YOUR ASSIGNMENT: Please restate the entire listing verbatim.

STORED DATA:
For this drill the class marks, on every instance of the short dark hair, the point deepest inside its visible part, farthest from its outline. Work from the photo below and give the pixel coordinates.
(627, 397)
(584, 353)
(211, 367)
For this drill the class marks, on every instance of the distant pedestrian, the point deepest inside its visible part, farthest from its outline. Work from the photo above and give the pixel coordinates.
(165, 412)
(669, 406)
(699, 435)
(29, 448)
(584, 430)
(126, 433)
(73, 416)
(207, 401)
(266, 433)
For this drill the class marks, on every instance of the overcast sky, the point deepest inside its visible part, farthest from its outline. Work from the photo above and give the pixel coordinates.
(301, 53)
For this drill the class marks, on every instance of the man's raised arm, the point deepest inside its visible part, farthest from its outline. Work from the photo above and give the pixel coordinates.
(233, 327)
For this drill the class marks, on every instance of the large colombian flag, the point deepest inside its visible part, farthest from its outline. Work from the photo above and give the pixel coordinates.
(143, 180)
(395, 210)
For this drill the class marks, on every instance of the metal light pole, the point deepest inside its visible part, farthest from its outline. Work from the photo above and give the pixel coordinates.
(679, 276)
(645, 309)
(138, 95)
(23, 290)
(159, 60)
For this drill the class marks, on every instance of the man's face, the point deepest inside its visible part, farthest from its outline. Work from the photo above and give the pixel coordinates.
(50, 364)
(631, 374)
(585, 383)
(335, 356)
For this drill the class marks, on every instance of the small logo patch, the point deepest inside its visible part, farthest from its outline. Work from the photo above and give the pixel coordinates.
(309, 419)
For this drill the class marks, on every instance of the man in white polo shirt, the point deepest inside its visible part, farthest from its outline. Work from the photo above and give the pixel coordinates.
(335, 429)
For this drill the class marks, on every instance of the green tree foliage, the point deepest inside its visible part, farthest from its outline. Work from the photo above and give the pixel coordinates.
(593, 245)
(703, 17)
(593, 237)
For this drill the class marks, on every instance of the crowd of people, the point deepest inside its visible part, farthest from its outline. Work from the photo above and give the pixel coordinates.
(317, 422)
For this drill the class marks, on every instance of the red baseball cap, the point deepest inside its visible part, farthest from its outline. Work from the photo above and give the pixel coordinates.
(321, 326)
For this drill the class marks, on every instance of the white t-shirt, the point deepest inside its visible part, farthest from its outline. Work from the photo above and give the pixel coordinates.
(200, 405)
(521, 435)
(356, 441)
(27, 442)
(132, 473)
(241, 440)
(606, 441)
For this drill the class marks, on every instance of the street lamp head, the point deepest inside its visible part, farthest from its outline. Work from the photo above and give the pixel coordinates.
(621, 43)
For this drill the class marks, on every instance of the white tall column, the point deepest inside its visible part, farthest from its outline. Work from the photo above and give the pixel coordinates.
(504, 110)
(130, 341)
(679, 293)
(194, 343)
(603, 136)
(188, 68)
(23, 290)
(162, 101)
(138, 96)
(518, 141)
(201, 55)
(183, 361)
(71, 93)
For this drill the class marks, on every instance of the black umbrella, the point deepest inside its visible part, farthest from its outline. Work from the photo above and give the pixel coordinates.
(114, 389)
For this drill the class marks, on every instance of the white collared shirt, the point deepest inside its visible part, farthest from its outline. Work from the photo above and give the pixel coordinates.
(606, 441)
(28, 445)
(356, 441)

TASK SOLUTION:
For this drill the class marks, on every instance of the short dark hair, the point deepest inside its visible part, farthest from its outline. Work from the photo below and give the pixel coordinates.
(627, 397)
(584, 353)
(211, 367)
For this drill the class marks, on every instance of the distant pedestrian, the point deepest inside its visible part, farthest from its outline. Work from the photo above and give the pixel coordinates.
(165, 412)
(669, 406)
(699, 435)
(29, 448)
(584, 430)
(126, 433)
(73, 416)
(207, 401)
(266, 433)
For this drill the class marks, on every instance of the overcast sky, the point deepest inside its visible part, farthest from its outline. Work from the photo above and give the pixel coordinates.
(301, 53)
For this drill the class marks, on every instance of the man's raised arm, the point deepest inside its visible part, farthest from its outline. Work from the photo above and give the pixel coordinates.
(233, 327)
For this drill the class marks, on every instance of the large colombian flag, the point deepest inside its visible part, farthest from its outline. Work from the photo above and give the pixel coordinates.
(143, 180)
(395, 210)
For this drill the class marks, on every instance of the metal light pole, the point deepest inside its visible part, farthest from its outline. Work from the photo above and give the pixel coordinates.
(679, 276)
(645, 309)
(138, 95)
(23, 290)
(159, 60)
For this drill the class marks, on every instance of the man's face, the point deepest inside its visible part, farthest from its outline. Work from the photo above and give the pixel coordinates.
(50, 364)
(631, 374)
(585, 383)
(335, 356)
For this drill the class marks, on every instance of the small logo patch, the point deepest inside its visible part, farthest from its outline. Work from the photo above and give the pixel coordinates.
(309, 419)
For this drill the class marks, on every instance of the man in white polo shirt, the point deepest inside its visible part, farthest from its outline. Work from the photo above and give the pixel coordinates.
(335, 429)
For this drill the class marks, on every instance of the green tree foliage, the point deepest inside its visible part, farthest from its outline. Work from the photo above and give the pixel coordinates.
(593, 245)
(703, 17)
(593, 237)
For this drill the class marks, on every instance of the crowd of people, the point deepest inside its visible part, farthest from its outline. Work from the photo above and give the pixel coordinates.
(317, 422)
For this drill the class marks, on every instance of the red baseball cap, the point deepest inside its visible part, farthest from its outline. Work from the photo above and give the pixel coordinates.
(321, 326)
For this drill the class marks, on every instance of the white t-shirt, the point deepest inside its visible part, farthest from its outline. Work from the photo above and give the pixel coordinates.
(200, 405)
(521, 435)
(356, 441)
(27, 442)
(132, 473)
(241, 440)
(606, 441)
For this drill the class marks, on every instance of the street lamp head, the point deepest inside its visible part, farthest from its outline. Work from the photo above and give the pixel coordinates.
(621, 43)
For this drill the class marks, on every instance of the white tall column, the point deepest inside its visible part, farthest from its outline. Work from the photo above and give the pixel coordinates.
(504, 110)
(130, 341)
(679, 293)
(194, 343)
(603, 136)
(188, 68)
(23, 290)
(162, 101)
(138, 96)
(518, 141)
(201, 55)
(183, 361)
(71, 93)
For this drill the class marks, on every instance of the black umbrella, the point deepest inside its visible part, farthest from its outline. Work from the photo above and give the pixel coordinates.
(114, 389)
For this drill the class marks, on every instance of the white collared shirt, the point deepest inside its visible part, farthest from its outline. Work from the photo above and give the pixel coordinates.
(606, 441)
(28, 445)
(356, 441)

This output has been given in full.